Extracted data Block Start

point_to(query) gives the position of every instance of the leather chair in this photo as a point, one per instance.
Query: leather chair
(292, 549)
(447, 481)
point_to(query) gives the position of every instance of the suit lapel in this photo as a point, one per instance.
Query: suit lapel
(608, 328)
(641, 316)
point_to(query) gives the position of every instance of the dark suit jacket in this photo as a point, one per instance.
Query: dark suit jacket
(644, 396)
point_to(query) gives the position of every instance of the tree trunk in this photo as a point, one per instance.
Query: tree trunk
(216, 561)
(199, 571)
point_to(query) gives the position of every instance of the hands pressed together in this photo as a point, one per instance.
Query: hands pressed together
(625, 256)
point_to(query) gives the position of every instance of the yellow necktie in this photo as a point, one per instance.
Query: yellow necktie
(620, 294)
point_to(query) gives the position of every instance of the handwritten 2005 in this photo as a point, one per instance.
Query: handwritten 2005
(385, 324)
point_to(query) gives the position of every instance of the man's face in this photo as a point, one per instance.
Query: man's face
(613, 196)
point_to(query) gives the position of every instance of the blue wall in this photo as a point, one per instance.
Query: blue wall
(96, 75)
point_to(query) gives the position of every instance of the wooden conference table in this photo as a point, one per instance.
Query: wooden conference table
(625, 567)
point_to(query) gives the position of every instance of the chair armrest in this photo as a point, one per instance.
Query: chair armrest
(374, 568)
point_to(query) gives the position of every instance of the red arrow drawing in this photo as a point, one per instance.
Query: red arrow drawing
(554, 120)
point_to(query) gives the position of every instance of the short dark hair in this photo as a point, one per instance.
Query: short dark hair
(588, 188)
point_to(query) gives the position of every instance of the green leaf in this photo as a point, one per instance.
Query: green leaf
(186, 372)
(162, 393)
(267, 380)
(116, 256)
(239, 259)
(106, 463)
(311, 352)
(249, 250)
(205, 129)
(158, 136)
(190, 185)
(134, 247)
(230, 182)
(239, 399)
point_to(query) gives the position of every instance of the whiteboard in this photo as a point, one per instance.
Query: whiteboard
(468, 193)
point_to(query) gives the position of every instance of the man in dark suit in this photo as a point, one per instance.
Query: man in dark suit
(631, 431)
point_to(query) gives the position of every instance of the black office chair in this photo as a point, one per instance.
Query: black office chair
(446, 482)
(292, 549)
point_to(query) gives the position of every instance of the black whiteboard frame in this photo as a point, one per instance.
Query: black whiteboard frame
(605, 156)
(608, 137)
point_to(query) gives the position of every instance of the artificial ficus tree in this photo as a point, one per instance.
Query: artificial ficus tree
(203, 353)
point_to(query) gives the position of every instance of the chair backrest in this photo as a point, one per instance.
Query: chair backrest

Extracted data Block End

** Exercise directions **
Write out each entry once more, exactly as it was given.

** Exercise solution **
point_to(query) gives the position of every instance of the leather chair in this photo as a point, one per instance.
Query: leather chair
(292, 549)
(447, 481)
point_to(query) gives the position of every instance of the suit lapel in this photo as a point, one per instance.
Query: suit lapel
(608, 328)
(641, 316)
point_to(query) gives the position of every instance of the dark suit jacket in this photo as a point, one per instance.
Query: dark suit jacket
(644, 396)
point_to(query) gives the position of every instance of the tree trunk in this photo as a point, one per instance.
Query: tree trunk
(216, 561)
(199, 571)
point_to(query) gives the position of every instance of the hands pressed together in this photo as a point, one per instance.
Query: hands pressed together
(625, 256)
point_to(query) gives the position of every instance of the yellow necktie in this photo as a point, one per instance.
Query: yellow necktie
(620, 294)
point_to(query) gives the position of every instance of the handwritten 2005 in this photo as a point, one per instance.
Query: handwritten 2005
(385, 324)
point_to(query) gives the position of every instance of the man's face in this photo as a point, one per instance.
Query: man's face
(613, 196)
point_to(query) gives the position of every instance of the blue wall in this photo as a point, one per instance.
Query: blue wall
(96, 75)
point_to(query) gives the position of every instance of the wooden conference table in this photo as a point, one per instance.
Query: wooden conference table
(625, 567)
point_to(query) gives the position of every instance of the chair armrest in this photo as a point, one per instance.
Query: chair armrest
(374, 568)
point_to(query) gives the position of every instance of the red arrow drawing in this photo as a point, one per instance.
Query: red arrow drawing
(554, 120)
point_to(query) gives the position of every instance of the short dark hair in this photo as a point, one per instance.
Query: short dark hair
(588, 188)
point_to(query) gives the position of every instance of the green leaf in this photo as a point, one per instance.
Query: green leaf
(186, 372)
(162, 393)
(267, 380)
(116, 256)
(239, 259)
(106, 463)
(311, 352)
(249, 250)
(205, 129)
(158, 136)
(190, 185)
(134, 247)
(230, 182)
(239, 399)
point_to(query) gives the position of every instance of the whiteboard in this photo as a point, one per instance.
Query: whiteboard
(468, 193)
point_to(query) gives the position of every instance of the man in dark suit in this photo as a point, one per instance.
Query: man in dark suit
(631, 431)
point_to(query) gives the position of every instance of the black office chair in this photo as a point, one per instance.
Query: black office chair
(446, 482)
(292, 549)
point_to(query) gives the position of every instance of the black whiteboard frame in this photo as a point, one per instance.
Query: black whiteboard frame
(605, 156)
(608, 137)
point_to(query) gives the position of every instance of the artificial ficus tree in this photo as a point, one per instance.
Query: artificial ficus tree
(203, 353)
point_to(query) gives the position of every instance of the chair backrest in this photo as a point, one per instance.
Query: chair backrest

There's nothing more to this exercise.